### EXERCISE REQUIREMENTS
Quote the stretch of lines from the one containing "of the railroad" through the end of the lines below, both ends included.

Collected data
+---+
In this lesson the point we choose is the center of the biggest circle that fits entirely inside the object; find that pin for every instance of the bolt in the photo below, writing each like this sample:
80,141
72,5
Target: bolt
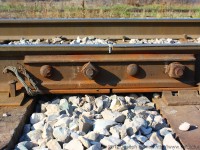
12,85
175,70
156,95
89,70
132,69
46,71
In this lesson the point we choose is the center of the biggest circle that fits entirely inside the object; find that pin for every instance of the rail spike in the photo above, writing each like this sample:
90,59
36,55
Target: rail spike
23,71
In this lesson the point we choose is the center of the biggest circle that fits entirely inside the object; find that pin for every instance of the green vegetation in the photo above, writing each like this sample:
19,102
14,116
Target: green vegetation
64,10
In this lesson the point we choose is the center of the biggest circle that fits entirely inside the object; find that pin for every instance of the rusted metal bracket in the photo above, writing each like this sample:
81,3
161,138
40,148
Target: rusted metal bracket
182,97
23,71
6,100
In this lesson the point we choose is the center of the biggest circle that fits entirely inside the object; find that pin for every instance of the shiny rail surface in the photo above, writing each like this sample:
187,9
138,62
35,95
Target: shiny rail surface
101,68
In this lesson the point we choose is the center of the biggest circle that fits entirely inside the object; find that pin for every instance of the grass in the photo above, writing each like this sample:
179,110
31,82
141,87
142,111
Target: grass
62,9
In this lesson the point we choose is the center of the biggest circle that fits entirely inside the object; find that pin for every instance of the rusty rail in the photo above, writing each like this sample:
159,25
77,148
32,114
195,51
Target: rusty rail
122,67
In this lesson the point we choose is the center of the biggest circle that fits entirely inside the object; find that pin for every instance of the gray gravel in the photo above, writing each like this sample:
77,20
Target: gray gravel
65,123
91,40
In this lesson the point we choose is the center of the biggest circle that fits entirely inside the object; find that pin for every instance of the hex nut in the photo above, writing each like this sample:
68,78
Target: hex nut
89,70
132,69
175,70
46,71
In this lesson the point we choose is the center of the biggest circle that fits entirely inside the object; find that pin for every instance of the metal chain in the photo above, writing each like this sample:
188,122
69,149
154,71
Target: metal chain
29,91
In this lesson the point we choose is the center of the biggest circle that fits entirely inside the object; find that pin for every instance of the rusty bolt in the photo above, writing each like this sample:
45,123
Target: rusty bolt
46,71
132,69
175,70
89,70
12,85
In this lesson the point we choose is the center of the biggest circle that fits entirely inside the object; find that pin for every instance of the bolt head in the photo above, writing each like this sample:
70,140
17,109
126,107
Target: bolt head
132,69
175,70
89,70
46,71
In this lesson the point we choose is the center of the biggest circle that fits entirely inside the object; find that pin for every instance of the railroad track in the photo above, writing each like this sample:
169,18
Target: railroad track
100,56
+---+
### RESULT
In this lesson the point we choose is the center of the biggest circle that fits entirely inside the object; find that pin for every instance of the railroad track in the photo above, writing each like this sample:
169,18
Target: railroad track
100,56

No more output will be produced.